## Work to be completed
Could you turn all of the rows below into a numbered list, skipping blank lines and leaving out the pictures?

## Data rows

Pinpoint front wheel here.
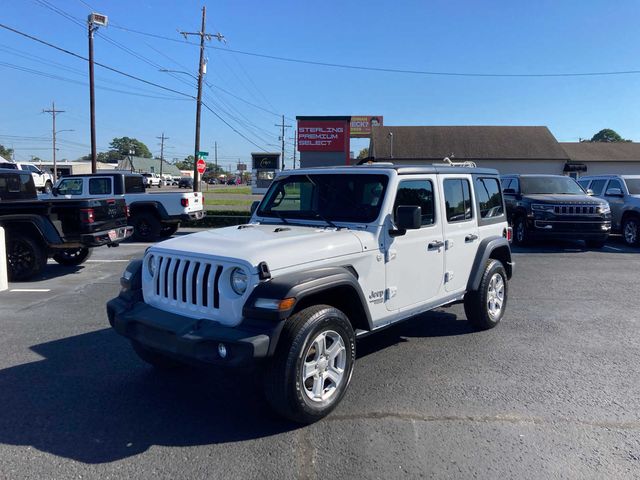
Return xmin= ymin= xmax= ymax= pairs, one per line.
xmin=464 ymin=259 xmax=509 ymax=330
xmin=53 ymin=247 xmax=92 ymax=266
xmin=622 ymin=216 xmax=640 ymax=247
xmin=264 ymin=305 xmax=356 ymax=423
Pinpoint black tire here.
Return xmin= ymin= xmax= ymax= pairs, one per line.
xmin=131 ymin=212 xmax=161 ymax=242
xmin=7 ymin=233 xmax=47 ymax=282
xmin=464 ymin=259 xmax=509 ymax=330
xmin=160 ymin=223 xmax=180 ymax=238
xmin=131 ymin=340 xmax=186 ymax=370
xmin=584 ymin=239 xmax=607 ymax=248
xmin=53 ymin=247 xmax=93 ymax=266
xmin=513 ymin=217 xmax=531 ymax=246
xmin=264 ymin=305 xmax=356 ymax=423
xmin=621 ymin=215 xmax=640 ymax=247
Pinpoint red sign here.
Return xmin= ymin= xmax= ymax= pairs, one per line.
xmin=351 ymin=115 xmax=382 ymax=138
xmin=196 ymin=158 xmax=207 ymax=175
xmin=298 ymin=120 xmax=349 ymax=152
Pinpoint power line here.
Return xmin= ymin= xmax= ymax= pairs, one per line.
xmin=102 ymin=25 xmax=640 ymax=78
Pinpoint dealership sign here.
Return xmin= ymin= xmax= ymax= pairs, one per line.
xmin=351 ymin=115 xmax=382 ymax=138
xmin=298 ymin=120 xmax=349 ymax=152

## Task solution
1. Pinpoint front wheel here.
2. Return xmin= ymin= xmax= ymax= pairs, one per line.
3. xmin=464 ymin=259 xmax=509 ymax=330
4. xmin=53 ymin=247 xmax=92 ymax=266
5. xmin=622 ymin=216 xmax=640 ymax=247
6. xmin=264 ymin=305 xmax=356 ymax=423
7. Pinpoint black tire here.
8. Return xmin= ymin= xmax= ymax= pairs, one per line.
9. xmin=131 ymin=212 xmax=161 ymax=242
10. xmin=7 ymin=233 xmax=47 ymax=282
11. xmin=464 ymin=259 xmax=509 ymax=330
12. xmin=160 ymin=223 xmax=180 ymax=238
13. xmin=131 ymin=340 xmax=186 ymax=370
14. xmin=584 ymin=239 xmax=607 ymax=248
15. xmin=53 ymin=247 xmax=93 ymax=266
16. xmin=513 ymin=217 xmax=531 ymax=246
17. xmin=264 ymin=305 xmax=356 ymax=423
18. xmin=621 ymin=215 xmax=640 ymax=247
19. Pinpoint red sign here.
20. Return xmin= ymin= xmax= ymax= pairs, one per line.
21. xmin=351 ymin=115 xmax=382 ymax=138
22. xmin=196 ymin=158 xmax=207 ymax=175
23. xmin=298 ymin=120 xmax=349 ymax=152
24. Pinpoint power line here.
25. Return xmin= ymin= xmax= ymax= pairs, one per line.
26. xmin=102 ymin=25 xmax=640 ymax=78
27. Pinpoint dealership sign here.
28. Return xmin= ymin= xmax= ymax= pairs, one per line.
29. xmin=351 ymin=115 xmax=382 ymax=138
30. xmin=298 ymin=120 xmax=349 ymax=152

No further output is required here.